As PsyToolkit is intended to be a student-focused instrument, and many universities do not set up experimental computers with Linux for their students, it was decided to compare results obtained through the Internet-based implementation of PsyToolkit to results obtained through E-Prime 3.0 in a laboratory setting. E-Prime was chosen as it is a commonly used psychological research tool in university settings, including in teaching environments, and, like PsyToolkit, it has a low barrier to entry and has an experiment library. Further, Stoet [14] states that the Linux-based version of PsyToolkit is on par with E-Prime, so, while there is likely to be noise due to differences in software, this is expected to be minimal.

While the replicability of PsyToolkit has not been examined, the replicability of other Internet-based instruments has been tested through CRT tasks (e.g., Reimers and Stewart [15]; Schubert, Murteira, Collins, & Lopes [16]). Reimers and Stewart [15] used a CRT task to test the replicability of an experiment in the Internet-based version of Adobe Flash compared to the same experiment in a laboratory-based version of Adobe Flash, with the same experiment coded in C used as a baseline. Participants were shown green and red rectangles and were required to press buttons corresponding to the colour of the rectangle on the screen. They found that, compared to the baseline, (a) response times of the laboratory-based version of Flash were 10ms longer, (b) response times of the Internet-based version of Flash were 30-40ms longer, and (c) there were no significant differences in Response Time standard errors across conditions. Schubert et al. [16] used both SRT and CRT experiments in a study testing the replicability of ScriptingRT to Flash. Six experiments were conducted over the course of their study. The first three studies used SRT tasks but were automated to test specific aspects of ScriptingRT. The last three studies used CRT tasks, specifically a version of the Stroop task, where participants were presented with either the words “red” or “blue”, or a neutral letter string, in either red or blue on a white background. Participants were instructed to press keys corresponding to the colour of the word or neutral letter string shown. Experiment 4 tested the Internet-based version of ScriptingRT by itself, while Experiment 5 compared ScriptingRT to the same experiment coded in DMDX (a laboratory-based instrument [17]) with participants undertaking both tasks on the same computer, and Experiment 6 compared ScriptingRT to Inquisit Web Edition, both running via the Internet. In Experiment 5, the experiment of most interest to the present experiment as it compares an Internet-based implementation of the instrument to a laboratory-based one, Schubert et al. [16] found that the size of the Stroop effect was not affected by which software was used.

Historically, psycholinguistic research has not relied upon Internet based testing, as it often relies upon small differences in response times in CRT tasks to detect effects [18] and is strongly affected by response time noise. Recent research (e.g., Enochson & Culbertson [18]) has found that some modern Internet-based instruments are reliably able to test these small differences, meaning that modern psycholinguistic research may safely utilise Internet based tools that have been properly validated. Some researchers have suggested that PsyToolkit may be a delicate enough tool for psycholinguistic experimentation (e.g., Sampaio [19]). An opportunity arises therefore to test both general replicability and psycholinguistic specific replicability of PsyToolkit through a psycholinguistic experimental paradigm.

^^^^^^^^

▶ **Requirement A**: Render this sentence from the PsyToolkit excerpt in Spanish: "Six experiments were conducted over the course of their study."
▶ **Requirement B**: Continue the PsyToolkit excerpt past its final sentence.

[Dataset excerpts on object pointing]
^^^^^^^^

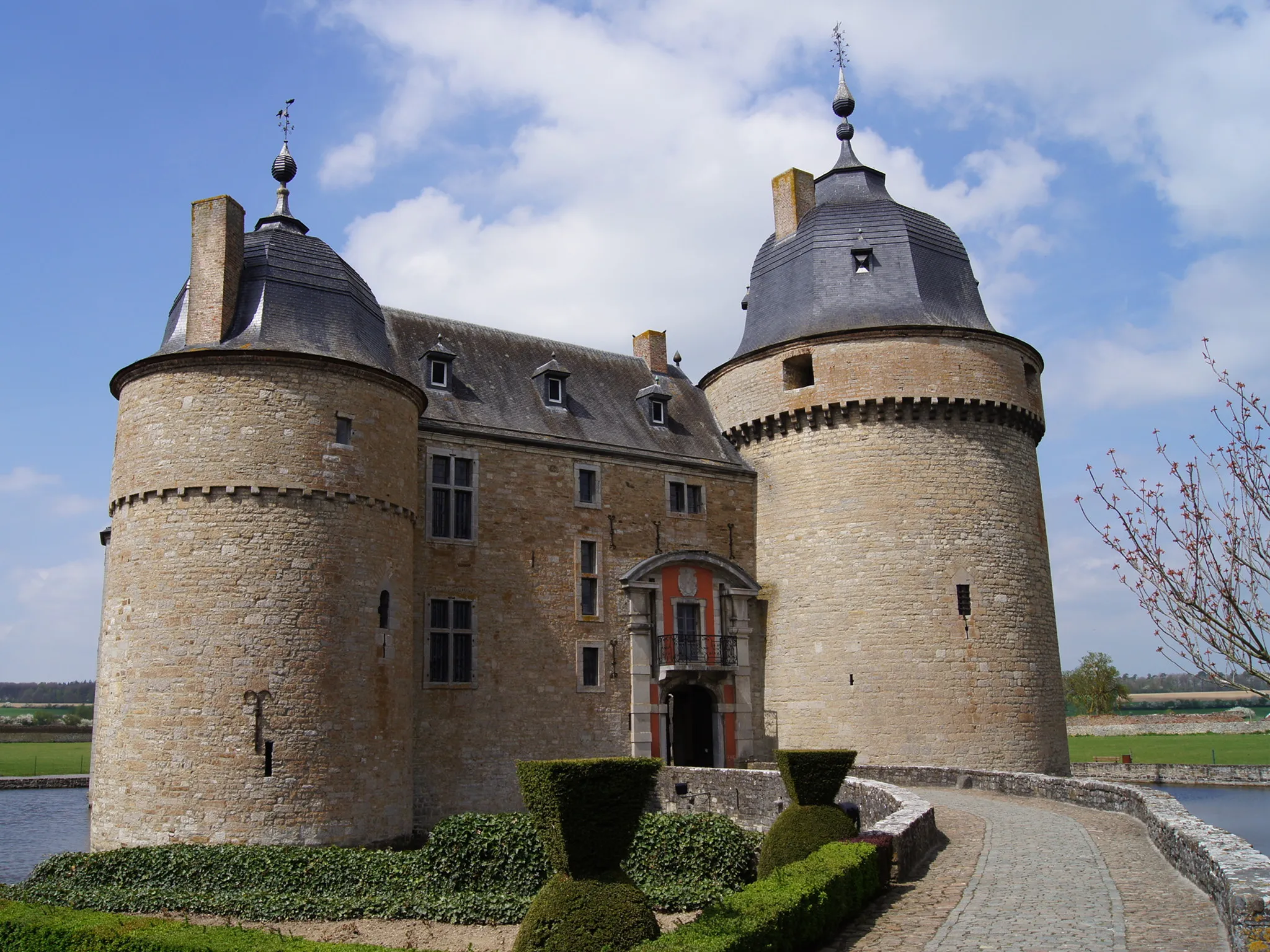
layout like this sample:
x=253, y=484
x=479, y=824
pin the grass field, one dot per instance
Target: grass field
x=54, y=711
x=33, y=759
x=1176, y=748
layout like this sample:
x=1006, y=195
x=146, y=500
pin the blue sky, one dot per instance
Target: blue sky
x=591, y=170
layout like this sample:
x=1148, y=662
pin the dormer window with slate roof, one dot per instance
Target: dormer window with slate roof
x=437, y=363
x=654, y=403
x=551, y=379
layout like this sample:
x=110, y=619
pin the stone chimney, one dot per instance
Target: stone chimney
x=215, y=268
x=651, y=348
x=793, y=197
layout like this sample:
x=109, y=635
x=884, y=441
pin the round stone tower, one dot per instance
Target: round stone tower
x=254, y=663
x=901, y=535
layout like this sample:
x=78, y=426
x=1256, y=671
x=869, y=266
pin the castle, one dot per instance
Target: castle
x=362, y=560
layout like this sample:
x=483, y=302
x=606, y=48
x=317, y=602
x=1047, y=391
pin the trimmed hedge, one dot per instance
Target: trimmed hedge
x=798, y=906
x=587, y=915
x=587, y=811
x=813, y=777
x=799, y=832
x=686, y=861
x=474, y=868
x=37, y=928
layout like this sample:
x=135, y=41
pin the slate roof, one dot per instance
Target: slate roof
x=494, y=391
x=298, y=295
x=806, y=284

^^^^^^^^

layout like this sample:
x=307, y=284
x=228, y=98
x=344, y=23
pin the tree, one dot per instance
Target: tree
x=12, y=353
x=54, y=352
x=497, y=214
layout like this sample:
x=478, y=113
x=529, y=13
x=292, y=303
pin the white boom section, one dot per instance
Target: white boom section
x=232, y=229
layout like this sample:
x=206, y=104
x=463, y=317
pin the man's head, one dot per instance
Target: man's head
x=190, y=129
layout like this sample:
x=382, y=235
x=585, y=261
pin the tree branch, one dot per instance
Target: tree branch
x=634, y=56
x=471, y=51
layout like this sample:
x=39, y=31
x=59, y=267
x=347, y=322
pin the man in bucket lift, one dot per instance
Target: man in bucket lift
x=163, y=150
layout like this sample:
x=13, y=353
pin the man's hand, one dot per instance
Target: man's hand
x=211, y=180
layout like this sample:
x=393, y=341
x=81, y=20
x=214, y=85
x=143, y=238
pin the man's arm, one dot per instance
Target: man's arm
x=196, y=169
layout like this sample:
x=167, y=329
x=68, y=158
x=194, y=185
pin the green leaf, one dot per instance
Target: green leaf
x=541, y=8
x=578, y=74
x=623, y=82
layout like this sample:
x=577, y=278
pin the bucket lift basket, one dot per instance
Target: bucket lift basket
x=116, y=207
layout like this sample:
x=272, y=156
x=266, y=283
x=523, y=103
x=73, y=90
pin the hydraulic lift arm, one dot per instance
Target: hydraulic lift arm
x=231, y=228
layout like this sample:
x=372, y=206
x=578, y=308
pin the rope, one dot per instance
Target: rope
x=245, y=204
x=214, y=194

^^^^^^^^

▶ **Task result A**: Se realizaron seis experimentos a lo largo de su estudio.

▶ **Task result B**:
The present study was designed to compare responses and Response Times measured by the Internet-based implementation of PsyToolkit with those measured by the laboratory-based implementation of E-Prime 3.0 using a complex CRT task composed of an existing and published psycholinguistic paradigm (i.e., Gygax & Gabriel [20]) to test replicability between the Internet-based implementation of PsyToolkit (Version 2.4.3) and E-Prime (Version 3.0.3.31). The paradigm uses a between-subjects two-alternative forced choice design, with a CRT task in which participants are shown pairs of terms (in the present experiment a first name and a role noun; e.g., ‘Kate–Chefs’) and are then required to, as quickly as possible, make a judgement as to whether the pairing makes logical sense (i.e., could someone named Kate be a member of a group of chefs). Experimental item pairings were composed of first names paired with professional roles that vary in gender stereotypicality. As logically any individual can hold any professional role, filler item pairings were included to prevent participants of developing a strategy of always answering positively to all roles seen. The filler items were first names paired with gender-marked kinship terms, with both congruent (e.g., ‘Kate–Mothers’) and incongruent (e.g., ‘Kate–Fathers’) pairings shown to prevent participants from developing a strategy of answering positively to professional roles and negatively to familial roles.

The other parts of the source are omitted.